▶ **Source text**
+++++
From Thom Rainer’s Blog:

6 Benefits of Having a Church Staff Blog
Communicating with church members has become more and more difficult as the frequency of church attendance has waned over the past few decades. A “regular church attender” used to mean attending three times per week; now it’s three times per month.

Because of the lower frequency of attendance, there has been increased pressure to develop more ways to communicate effectively to church members. A church staff blog is one of the most efficient ways to do this.

Simple, short posts written by the church staff can be immensely helpful to church members throughout the week. Whether you’re providing information or encouragement, your church members can benefit from a church staff blog in these six ways.

1. Communicating the needs of each area of ministry. When your church staff blog on a regular basis, they have the opportunity to let the entire church know what’s going on in the ministry they lead and where they may need help. In children and student ministry, the need for volunteers is constant. In the music ministry, needs may involve a special event or service. In other ministries, the needs will vary, but they can all be communicated each week through a church staff blog.

2. Helping launch new ministries. When a church determines to launch a new ministry, a staff blog allows for space to explain the need and goals of the new ministry. Over the course of a few posts, you can answer questions, recruit team members, and cast vision to help launch new ministries in your church.

3. Updating members on church-wide campaigns. Churches often journey through capital campaigns or a specific season of spiritual focus. Staff blogs can track progress, give updates, and encourage further participation in these campaigns.
+++++
▶ **Given records**
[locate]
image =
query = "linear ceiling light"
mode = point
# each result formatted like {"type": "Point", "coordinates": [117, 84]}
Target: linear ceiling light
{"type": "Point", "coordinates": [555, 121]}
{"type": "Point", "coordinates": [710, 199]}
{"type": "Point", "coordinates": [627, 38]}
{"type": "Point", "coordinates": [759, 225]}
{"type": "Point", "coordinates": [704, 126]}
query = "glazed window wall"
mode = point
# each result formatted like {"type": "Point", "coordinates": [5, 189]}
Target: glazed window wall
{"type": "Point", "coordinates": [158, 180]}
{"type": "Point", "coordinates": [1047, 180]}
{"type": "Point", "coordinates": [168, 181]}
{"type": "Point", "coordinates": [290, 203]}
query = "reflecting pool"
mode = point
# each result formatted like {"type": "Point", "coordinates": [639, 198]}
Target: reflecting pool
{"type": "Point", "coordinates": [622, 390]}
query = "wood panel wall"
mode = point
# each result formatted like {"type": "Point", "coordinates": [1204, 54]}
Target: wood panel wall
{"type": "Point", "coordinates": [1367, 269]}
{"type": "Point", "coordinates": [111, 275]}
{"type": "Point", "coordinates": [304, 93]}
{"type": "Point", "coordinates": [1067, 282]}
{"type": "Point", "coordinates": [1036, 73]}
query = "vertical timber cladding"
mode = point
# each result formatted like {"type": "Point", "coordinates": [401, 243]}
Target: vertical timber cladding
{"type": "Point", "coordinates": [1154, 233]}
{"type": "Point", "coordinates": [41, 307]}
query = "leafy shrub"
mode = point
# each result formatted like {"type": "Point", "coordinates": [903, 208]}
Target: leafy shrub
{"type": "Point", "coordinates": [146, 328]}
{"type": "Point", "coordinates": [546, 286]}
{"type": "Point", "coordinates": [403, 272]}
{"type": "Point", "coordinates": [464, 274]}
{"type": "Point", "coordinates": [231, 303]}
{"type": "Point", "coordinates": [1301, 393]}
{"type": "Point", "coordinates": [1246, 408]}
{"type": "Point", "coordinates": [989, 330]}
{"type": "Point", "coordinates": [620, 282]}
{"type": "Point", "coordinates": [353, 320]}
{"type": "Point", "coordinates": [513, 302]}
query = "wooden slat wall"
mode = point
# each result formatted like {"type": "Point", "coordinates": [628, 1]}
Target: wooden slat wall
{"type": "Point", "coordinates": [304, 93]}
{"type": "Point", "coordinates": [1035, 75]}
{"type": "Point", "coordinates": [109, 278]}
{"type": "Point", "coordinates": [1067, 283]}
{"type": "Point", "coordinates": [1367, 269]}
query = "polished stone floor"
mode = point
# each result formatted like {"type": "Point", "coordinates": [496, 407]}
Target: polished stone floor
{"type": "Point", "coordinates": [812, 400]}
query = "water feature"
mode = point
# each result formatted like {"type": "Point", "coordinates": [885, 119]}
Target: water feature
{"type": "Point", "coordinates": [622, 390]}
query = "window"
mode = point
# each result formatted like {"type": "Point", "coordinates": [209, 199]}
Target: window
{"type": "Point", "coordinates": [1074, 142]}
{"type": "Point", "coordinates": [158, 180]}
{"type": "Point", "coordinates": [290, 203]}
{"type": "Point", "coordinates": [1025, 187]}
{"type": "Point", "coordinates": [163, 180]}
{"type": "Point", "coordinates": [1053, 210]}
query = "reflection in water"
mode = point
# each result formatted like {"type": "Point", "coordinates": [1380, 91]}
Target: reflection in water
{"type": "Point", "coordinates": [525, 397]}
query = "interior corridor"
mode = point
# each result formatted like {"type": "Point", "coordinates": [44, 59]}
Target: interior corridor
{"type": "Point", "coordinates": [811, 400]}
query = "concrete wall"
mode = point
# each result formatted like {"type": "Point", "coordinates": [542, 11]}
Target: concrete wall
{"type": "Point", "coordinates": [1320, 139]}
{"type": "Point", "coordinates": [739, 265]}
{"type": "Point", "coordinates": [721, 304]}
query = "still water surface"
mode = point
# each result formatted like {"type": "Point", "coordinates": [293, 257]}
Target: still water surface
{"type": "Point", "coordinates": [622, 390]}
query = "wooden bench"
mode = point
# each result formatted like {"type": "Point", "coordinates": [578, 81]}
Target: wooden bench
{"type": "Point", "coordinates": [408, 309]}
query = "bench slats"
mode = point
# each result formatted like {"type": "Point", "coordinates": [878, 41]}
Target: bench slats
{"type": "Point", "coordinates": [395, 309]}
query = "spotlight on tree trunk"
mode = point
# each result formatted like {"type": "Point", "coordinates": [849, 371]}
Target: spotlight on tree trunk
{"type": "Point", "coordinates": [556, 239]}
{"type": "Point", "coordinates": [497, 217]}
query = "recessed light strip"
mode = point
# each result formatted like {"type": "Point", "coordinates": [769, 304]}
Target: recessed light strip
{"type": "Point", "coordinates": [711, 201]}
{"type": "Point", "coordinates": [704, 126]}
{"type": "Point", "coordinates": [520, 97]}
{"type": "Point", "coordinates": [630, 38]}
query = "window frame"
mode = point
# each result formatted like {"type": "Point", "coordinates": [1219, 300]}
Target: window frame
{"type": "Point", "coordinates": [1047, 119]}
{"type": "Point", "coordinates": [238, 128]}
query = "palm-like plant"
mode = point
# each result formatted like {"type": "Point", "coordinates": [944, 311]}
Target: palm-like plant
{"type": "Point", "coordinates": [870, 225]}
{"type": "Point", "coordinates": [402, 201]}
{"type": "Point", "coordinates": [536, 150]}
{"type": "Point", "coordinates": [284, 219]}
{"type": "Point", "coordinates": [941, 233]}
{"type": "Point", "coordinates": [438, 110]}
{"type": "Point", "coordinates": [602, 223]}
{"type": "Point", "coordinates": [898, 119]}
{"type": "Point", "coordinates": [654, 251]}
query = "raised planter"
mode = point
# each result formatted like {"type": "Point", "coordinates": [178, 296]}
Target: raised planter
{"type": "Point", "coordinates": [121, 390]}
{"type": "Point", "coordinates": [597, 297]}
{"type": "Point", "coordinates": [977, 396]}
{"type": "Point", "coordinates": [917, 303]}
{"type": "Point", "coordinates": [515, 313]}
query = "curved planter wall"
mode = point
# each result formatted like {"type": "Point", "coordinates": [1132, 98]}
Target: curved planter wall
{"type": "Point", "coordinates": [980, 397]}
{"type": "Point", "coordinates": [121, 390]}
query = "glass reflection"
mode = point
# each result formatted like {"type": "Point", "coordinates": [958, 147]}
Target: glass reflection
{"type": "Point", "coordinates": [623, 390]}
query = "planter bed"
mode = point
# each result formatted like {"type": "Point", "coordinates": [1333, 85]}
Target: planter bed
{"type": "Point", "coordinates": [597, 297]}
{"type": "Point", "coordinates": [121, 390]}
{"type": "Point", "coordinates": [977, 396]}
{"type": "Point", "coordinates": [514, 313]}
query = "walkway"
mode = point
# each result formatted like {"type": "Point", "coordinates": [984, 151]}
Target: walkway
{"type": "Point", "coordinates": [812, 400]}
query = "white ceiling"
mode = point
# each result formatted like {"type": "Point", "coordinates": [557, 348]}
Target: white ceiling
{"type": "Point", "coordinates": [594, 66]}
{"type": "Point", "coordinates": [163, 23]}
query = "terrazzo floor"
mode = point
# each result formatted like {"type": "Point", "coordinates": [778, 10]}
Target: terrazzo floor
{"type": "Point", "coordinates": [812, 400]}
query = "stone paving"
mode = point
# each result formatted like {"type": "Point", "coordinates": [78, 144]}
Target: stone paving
+++++
▶ **Prompt**
Resume the text on church staff blogs from the point where it stops. The data comes from a different source than the church staff blog text.

▶ **Final result**
4. Promoting upcoming events. This might be the most obvious use of a staff blog, but it can be the biggest downside if overdone. If all your blog does is promote event after event, it becomes white noise to your members. Strategically promote events and mix this in with other content so event promotions stand out to your readers.

5. Celebrating wins. What you celebrate, you become. If you use a staff blog to celebrate what is happening in your church, it will encourage members to invest more in what is happening at your church. There is something to be said for excitement and how it motivates us toward Kingdom work. Celebrating your wins as a church only encourages involvement in what God is doing through His Church.

6. Showing how God is moving in the church. Related to the previous point, staff blogs can offer spiritual encouragement from leaders and provide an avenue to post testimonies of how God is working in the lives of church members. This is not only an encouragement to other members, but shows guests the power of the One we live for.